▸ **DIRECTIONS FOR THIS TASK**
What lines below include the word "tower"? Copy each one.

Natural language region descriptions

-- Opening Marker --

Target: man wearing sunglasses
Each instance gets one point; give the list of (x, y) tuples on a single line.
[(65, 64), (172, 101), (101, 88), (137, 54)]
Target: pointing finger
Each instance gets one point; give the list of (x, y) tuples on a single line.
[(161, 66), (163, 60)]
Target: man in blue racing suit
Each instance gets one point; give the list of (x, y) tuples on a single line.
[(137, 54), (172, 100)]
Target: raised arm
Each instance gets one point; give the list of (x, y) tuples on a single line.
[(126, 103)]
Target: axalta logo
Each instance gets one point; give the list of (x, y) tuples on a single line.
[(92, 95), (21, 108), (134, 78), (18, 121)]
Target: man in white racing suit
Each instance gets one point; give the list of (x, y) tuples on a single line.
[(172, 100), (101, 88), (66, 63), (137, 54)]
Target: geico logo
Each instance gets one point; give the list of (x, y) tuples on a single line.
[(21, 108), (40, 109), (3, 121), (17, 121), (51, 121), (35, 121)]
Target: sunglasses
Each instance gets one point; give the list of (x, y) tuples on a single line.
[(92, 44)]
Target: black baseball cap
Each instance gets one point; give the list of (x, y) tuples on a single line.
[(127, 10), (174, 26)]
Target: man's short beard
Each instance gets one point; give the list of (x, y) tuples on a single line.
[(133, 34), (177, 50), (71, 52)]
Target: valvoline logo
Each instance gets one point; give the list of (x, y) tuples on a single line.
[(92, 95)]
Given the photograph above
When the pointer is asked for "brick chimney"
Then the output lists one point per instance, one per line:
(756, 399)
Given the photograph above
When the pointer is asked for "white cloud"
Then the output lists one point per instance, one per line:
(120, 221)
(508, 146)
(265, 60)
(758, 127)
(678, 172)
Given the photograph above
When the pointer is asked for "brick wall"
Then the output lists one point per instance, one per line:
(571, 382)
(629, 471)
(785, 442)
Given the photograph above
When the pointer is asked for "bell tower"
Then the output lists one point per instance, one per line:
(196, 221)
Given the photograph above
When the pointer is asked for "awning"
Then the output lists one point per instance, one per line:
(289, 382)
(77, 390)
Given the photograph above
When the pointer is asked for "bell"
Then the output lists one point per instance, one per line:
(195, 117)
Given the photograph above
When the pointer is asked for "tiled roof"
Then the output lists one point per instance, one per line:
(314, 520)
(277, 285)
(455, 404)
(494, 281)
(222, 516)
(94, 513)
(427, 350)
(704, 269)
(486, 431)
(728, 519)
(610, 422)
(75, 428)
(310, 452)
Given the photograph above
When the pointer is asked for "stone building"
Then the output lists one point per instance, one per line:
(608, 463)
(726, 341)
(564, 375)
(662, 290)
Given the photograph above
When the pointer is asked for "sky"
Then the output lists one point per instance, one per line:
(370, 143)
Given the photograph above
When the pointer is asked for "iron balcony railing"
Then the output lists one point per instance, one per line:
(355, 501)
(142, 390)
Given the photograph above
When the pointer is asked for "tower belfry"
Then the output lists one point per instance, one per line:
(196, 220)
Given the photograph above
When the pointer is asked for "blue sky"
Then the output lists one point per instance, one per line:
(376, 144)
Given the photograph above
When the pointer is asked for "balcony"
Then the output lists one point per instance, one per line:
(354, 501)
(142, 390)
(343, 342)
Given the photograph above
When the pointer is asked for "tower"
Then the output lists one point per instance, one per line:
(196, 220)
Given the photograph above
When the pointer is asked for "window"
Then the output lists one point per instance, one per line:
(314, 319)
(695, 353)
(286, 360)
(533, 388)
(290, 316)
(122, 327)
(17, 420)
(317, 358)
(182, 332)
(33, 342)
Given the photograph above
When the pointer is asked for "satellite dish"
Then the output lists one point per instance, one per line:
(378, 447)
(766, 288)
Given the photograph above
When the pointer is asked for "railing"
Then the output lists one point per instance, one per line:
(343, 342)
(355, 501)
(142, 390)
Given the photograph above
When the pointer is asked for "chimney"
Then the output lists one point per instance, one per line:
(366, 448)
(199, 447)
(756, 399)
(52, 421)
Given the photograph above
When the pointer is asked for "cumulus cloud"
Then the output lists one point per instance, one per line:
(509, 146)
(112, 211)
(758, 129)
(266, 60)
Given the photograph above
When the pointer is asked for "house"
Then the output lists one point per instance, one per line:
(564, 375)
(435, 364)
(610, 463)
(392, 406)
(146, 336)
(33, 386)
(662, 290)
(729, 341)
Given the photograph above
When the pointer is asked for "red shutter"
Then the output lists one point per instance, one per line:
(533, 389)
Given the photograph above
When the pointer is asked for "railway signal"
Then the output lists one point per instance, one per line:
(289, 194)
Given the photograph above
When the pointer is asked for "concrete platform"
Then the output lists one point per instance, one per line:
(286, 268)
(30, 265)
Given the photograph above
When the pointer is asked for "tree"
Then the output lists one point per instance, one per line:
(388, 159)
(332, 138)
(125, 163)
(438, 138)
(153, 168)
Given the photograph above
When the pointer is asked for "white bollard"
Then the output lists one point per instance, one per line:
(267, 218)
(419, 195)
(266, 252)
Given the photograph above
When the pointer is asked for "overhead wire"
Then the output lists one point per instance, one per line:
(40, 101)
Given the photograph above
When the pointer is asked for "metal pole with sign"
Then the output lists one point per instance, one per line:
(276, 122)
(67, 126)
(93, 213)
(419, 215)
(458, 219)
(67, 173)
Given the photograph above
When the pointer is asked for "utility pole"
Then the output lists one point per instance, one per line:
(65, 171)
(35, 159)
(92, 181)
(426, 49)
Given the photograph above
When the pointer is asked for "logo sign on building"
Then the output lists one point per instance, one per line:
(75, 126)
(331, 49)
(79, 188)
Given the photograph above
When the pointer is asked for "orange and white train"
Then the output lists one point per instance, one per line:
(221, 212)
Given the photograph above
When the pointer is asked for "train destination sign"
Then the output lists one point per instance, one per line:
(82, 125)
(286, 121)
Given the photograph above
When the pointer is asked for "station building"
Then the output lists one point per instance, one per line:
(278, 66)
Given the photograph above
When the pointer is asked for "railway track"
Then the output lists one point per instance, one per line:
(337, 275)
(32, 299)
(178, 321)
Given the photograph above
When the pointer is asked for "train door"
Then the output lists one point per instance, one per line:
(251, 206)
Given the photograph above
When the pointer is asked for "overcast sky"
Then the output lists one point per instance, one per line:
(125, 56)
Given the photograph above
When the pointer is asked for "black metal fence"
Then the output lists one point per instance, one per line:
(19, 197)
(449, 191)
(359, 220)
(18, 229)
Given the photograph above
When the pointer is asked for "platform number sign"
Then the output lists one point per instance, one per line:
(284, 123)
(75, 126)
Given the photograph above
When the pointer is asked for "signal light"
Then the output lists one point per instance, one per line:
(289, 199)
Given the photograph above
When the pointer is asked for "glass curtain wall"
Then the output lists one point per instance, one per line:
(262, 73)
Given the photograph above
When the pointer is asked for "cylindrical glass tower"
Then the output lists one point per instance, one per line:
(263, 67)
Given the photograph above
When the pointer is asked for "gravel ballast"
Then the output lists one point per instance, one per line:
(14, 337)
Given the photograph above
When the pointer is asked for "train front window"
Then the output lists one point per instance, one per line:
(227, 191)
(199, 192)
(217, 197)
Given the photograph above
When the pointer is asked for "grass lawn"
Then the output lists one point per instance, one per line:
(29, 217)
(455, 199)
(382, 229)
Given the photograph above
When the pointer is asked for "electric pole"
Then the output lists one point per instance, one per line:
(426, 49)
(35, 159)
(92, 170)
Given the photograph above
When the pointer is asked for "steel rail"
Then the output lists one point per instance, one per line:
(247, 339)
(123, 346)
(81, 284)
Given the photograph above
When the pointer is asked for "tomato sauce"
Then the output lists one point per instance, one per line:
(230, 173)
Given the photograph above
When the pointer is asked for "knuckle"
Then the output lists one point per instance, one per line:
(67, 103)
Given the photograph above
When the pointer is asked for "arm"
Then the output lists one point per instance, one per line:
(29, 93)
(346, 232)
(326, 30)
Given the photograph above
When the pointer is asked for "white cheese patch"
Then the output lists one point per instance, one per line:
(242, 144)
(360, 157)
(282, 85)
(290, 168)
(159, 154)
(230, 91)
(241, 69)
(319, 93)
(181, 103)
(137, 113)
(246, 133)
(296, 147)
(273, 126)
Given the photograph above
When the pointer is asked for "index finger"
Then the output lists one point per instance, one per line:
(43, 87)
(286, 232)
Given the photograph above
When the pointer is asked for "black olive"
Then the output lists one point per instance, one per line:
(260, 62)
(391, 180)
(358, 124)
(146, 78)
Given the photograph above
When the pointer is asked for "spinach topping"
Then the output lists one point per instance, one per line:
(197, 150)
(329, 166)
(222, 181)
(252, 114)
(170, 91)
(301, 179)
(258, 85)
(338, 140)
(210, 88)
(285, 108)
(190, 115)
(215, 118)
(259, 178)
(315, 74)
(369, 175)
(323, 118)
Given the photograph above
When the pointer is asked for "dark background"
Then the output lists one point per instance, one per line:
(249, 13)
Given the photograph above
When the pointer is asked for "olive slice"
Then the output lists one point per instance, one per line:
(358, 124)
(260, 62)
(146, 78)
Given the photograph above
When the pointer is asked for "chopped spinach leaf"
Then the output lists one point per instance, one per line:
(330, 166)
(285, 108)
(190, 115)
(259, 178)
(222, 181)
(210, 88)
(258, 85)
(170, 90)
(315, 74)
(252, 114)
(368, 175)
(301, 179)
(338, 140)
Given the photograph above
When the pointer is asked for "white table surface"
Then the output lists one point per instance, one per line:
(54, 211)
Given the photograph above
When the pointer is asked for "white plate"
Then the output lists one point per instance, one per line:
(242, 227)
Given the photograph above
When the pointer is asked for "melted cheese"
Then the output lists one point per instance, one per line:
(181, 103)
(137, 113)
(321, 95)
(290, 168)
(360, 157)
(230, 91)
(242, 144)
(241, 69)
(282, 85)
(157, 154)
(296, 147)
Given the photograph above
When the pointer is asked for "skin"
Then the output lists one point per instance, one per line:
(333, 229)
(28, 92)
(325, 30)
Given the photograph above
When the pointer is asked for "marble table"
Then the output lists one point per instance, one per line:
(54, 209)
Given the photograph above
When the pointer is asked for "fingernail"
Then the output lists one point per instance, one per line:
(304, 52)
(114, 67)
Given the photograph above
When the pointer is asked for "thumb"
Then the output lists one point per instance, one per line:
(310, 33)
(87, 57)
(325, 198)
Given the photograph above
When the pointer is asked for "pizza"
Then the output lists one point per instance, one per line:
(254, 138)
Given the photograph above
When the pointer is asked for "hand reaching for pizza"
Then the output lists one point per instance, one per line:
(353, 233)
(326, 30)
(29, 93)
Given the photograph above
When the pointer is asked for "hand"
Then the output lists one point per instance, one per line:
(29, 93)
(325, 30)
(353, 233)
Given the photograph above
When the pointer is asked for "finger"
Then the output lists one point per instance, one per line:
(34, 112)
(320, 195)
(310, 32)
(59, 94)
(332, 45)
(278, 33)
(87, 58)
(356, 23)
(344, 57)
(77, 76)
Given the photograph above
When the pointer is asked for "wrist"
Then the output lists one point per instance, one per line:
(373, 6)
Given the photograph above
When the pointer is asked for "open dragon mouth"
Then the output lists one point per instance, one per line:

-- Closing Marker --

▸ **WRITTEN RESPONSE**
When the pointer is asked for "bell tower"
When the pointer is asked for "tower belfry"
When the pointer is asked for "tower"
When the pointer is asked for "cylindrical glass tower"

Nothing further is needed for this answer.